> _WHAT YOU NEED TO DO_
A. Answer these questions about the thread on unpaired double-quotes:
(i) In the example, what should the output for string1 be?
(ii) What is the name of the method in the posted code?
(iii) According to the closing remarks, under what condition could the job probably be done in a single regex?
B. In the thread on unpaired double-quotes, rewrite the part that opens with the words "I thought to" and closes with "from the string.", substituting "text" for each "string".

> _TEXT SHOWN_
--
I thought to share this relatively smart problem with everyone here. I am trying to remove unbalanced/unpaired double-quotes from a string.
My work is in progress, I might be close to a solution. But, I didn't get a working solution yet. I am not able to delete the unpaired/unpartnered double-quotes from the string.
Example Input
string1=injunct! alter ego."
string2=successor "alter ego" single employer" "proceeding "citation assets"
Output Should be
string1=injunct! alter ego.
string2=successor "alter ego" single employer proceeding "citation assets"
This problem sound similar to Using Java remove unbalanced/unpartnered parenthesis
Here is my code so far(it doesn't delete all the unpaird double-quotes)
private String removeUnattachedDoubleQuotes(String stringWithDoubleQuotes) {
String firstPass = "";
String openingQuotePattern = "\\\"[a-z0-9\\p{Punct}]";
String closingQuotePattern = "[a-z0-9\\p{Punct}]\\\"";
int doubleQuoteLevel = 0;
for (int i = 0; i < stringWithDoubleQuotes.length() - 3; i++) {
String c = stringWithDoubleQuotes.substring(i, i + 2);
if (c.matches(openingQuotePattern)) {
doubleQuoteLevel++;
firstPass += c;
}
else if (c.matches(closingQuotePattern)) {
if (doubleQuoteLevel > 0) {
doubleQuoteLevel--;
firstPass += c;
}
}
else {
firstPass += c;
}
}
String secondPass = "";
doubleQuoteLevel = 0;
for (int i = firstPass.length() - 1; i >= 0; i--) {
String c = stringWithDoubleQuotes.substring(i, i + 2);
if (c.matches(closingQuotePattern)) {
doubleQuoteLevel++;
secondPass = c + secondPass;
}
else if (c.matches(openingQuotePattern)) {
if (doubleQuoteLevel > 0) {
doubleQuoteLevel--;
secondPass = c + secondPass;
}
}
else {
secondPass = c + secondPass;
}
}
String result = secondPass;
return result;
}
It could probably be done in a single regex if there is no nesting.
There is a concept of delimeters roughly defined, and it is possible to 'bias'
those rules to get a better outcome.
--
> _GIVEN DATA_

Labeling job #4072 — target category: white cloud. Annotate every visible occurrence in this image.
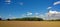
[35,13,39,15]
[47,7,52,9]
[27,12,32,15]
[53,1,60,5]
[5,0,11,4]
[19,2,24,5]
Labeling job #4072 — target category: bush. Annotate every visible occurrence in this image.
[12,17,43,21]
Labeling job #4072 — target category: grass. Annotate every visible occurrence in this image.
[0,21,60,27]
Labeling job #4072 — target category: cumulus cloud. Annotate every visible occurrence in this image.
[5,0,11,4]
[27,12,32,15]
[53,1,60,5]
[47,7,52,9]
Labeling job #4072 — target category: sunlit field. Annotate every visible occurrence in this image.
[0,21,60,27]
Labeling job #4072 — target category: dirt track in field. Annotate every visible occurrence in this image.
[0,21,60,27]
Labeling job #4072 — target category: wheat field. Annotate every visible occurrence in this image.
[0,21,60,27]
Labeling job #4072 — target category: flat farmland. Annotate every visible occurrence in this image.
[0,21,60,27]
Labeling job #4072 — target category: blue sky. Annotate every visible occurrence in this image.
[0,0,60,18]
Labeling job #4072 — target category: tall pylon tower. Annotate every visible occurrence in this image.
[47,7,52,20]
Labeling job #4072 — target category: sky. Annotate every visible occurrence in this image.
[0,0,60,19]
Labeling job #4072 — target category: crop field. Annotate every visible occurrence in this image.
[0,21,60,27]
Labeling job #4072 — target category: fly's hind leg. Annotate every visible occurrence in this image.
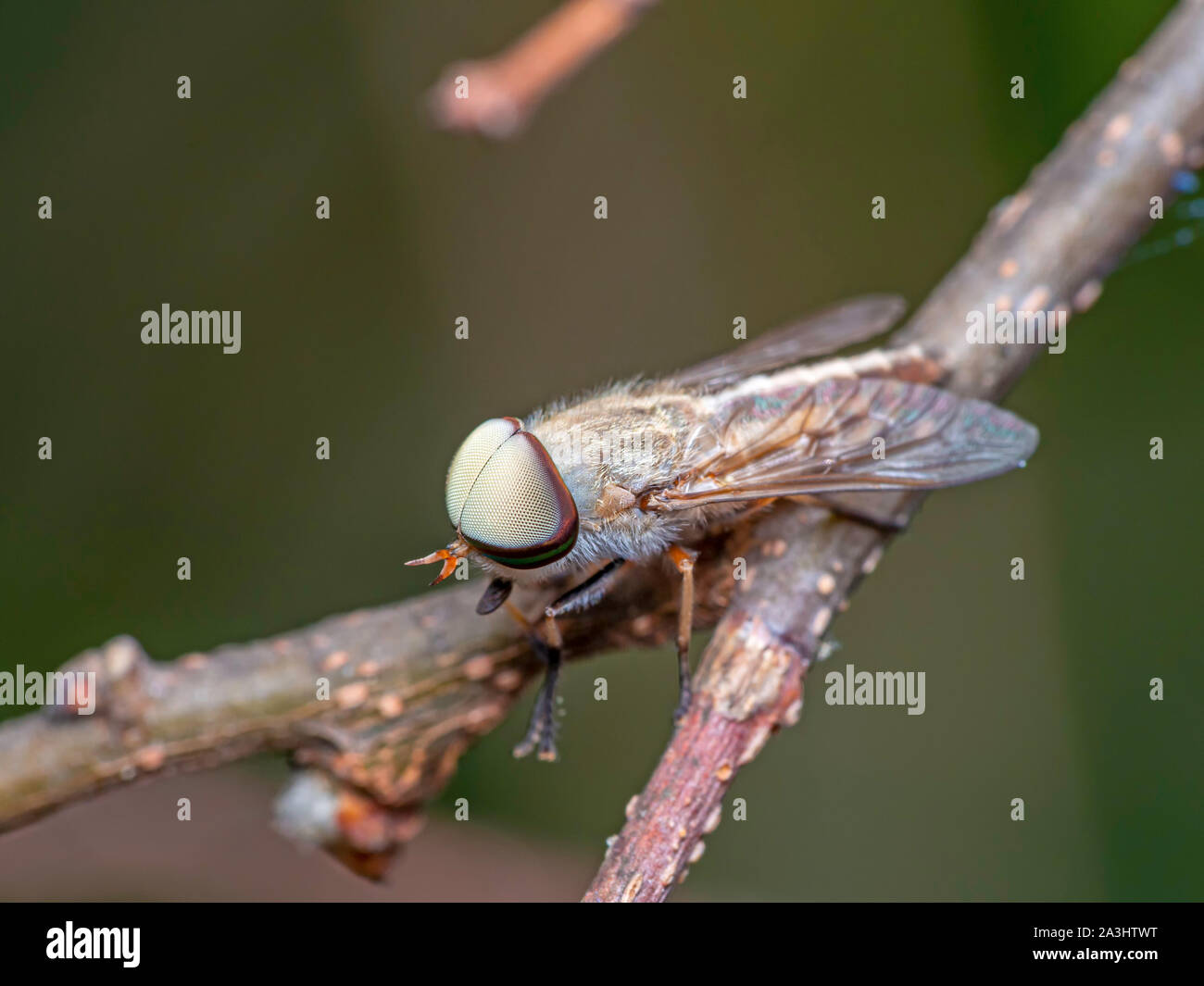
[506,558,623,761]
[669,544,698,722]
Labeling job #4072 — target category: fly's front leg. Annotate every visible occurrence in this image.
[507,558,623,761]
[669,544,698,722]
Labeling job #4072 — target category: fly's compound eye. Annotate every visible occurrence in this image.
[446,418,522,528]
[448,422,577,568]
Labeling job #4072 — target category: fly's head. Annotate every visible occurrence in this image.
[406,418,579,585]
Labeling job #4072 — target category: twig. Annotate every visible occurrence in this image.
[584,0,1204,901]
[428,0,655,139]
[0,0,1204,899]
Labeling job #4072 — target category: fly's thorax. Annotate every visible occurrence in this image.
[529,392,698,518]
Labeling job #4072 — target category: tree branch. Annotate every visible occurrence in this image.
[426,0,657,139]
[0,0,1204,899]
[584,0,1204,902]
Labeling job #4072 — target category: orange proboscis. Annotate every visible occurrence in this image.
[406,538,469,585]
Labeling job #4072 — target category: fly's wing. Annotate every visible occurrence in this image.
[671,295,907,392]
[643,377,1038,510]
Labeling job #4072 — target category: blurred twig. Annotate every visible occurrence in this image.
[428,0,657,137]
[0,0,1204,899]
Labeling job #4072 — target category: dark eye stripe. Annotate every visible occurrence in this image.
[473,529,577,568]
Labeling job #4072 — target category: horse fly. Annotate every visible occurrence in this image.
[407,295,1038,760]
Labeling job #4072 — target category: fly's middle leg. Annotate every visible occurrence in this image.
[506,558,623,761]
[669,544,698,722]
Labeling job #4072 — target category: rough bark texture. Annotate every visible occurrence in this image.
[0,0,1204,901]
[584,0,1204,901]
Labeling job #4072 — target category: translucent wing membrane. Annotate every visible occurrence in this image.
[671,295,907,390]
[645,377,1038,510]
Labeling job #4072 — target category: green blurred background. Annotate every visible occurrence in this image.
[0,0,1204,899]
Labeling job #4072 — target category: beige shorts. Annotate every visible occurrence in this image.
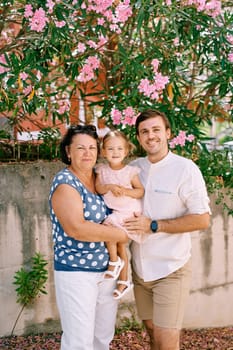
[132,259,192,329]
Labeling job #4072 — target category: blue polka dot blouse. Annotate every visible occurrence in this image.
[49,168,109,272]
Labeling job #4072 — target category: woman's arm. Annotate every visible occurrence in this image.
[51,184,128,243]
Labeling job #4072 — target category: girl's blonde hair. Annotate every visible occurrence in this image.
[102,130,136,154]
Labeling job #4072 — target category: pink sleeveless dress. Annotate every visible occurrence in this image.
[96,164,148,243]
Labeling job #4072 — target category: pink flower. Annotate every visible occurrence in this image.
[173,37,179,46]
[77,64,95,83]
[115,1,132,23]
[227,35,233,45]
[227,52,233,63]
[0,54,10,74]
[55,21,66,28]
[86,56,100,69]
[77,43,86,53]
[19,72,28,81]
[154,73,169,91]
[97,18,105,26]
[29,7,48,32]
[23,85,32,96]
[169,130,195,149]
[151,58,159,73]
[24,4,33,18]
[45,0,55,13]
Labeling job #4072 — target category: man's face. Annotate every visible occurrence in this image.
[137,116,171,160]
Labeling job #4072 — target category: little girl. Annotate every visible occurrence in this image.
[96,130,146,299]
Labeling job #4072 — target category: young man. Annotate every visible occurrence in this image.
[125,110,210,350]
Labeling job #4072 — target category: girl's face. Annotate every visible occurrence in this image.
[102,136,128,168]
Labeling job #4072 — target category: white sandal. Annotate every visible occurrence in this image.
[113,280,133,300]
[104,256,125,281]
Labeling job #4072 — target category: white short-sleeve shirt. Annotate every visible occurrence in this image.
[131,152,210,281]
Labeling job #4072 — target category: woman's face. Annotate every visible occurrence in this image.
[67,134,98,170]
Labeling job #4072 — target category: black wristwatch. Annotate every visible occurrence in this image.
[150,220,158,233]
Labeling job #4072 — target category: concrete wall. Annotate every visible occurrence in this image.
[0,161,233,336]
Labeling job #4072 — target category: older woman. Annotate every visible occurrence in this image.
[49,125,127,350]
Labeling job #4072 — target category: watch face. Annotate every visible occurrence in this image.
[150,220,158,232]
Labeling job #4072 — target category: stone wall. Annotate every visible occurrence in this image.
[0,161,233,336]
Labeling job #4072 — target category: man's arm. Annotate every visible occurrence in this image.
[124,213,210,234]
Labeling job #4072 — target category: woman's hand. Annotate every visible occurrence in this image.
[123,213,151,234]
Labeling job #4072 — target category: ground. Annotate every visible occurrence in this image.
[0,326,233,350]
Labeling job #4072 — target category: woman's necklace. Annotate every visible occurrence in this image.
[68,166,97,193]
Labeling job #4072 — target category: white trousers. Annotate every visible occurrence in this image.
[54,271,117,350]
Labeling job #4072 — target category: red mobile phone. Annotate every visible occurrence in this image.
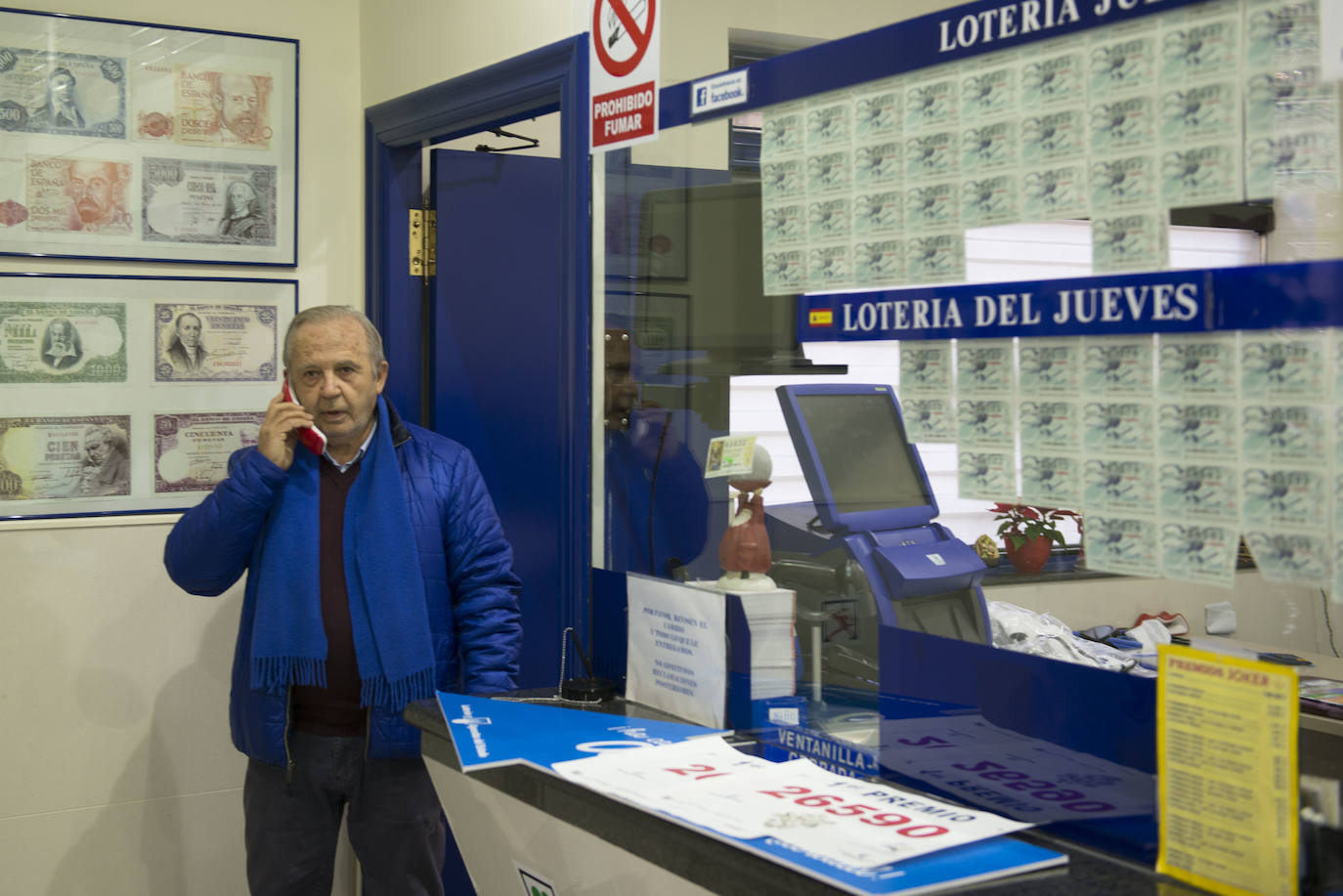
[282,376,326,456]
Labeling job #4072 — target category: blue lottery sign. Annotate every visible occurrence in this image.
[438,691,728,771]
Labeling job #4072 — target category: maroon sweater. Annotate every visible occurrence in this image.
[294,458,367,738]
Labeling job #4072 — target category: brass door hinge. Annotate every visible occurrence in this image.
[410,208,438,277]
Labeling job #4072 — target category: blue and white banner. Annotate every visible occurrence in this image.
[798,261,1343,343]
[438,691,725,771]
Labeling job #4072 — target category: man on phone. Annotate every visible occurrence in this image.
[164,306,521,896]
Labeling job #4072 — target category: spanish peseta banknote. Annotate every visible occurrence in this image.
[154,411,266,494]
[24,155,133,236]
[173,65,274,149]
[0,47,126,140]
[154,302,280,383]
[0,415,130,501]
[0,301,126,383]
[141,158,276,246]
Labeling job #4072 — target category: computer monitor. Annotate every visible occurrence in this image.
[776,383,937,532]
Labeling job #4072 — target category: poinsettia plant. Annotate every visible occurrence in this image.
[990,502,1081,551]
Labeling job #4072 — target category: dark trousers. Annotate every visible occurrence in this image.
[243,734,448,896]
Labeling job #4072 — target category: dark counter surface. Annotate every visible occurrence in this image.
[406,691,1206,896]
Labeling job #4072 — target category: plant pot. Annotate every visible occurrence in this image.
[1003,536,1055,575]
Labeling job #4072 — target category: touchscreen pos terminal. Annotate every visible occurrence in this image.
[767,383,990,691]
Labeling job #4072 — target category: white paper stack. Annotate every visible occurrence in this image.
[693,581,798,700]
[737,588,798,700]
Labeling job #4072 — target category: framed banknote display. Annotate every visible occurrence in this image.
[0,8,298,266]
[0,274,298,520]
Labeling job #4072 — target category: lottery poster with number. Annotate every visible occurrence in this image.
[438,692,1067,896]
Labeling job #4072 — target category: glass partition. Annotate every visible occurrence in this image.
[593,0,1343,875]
--
> _SOLUTIONS IN ORDER_
A.
(i) string1=injunct! alter ego.
(ii) removeUnattachedDoubleQuotes
(iii) If there is no nesting.

B.
I thought to share this relatively smart problem with everyone here. I am trying to remove unbalanced/unpaired double-quotes from a text.
My work is in progress, I might be close to a solution. But, I didn't get a working solution yet. I am not able to delete the unpaired/unpartnered double-quotes from the text.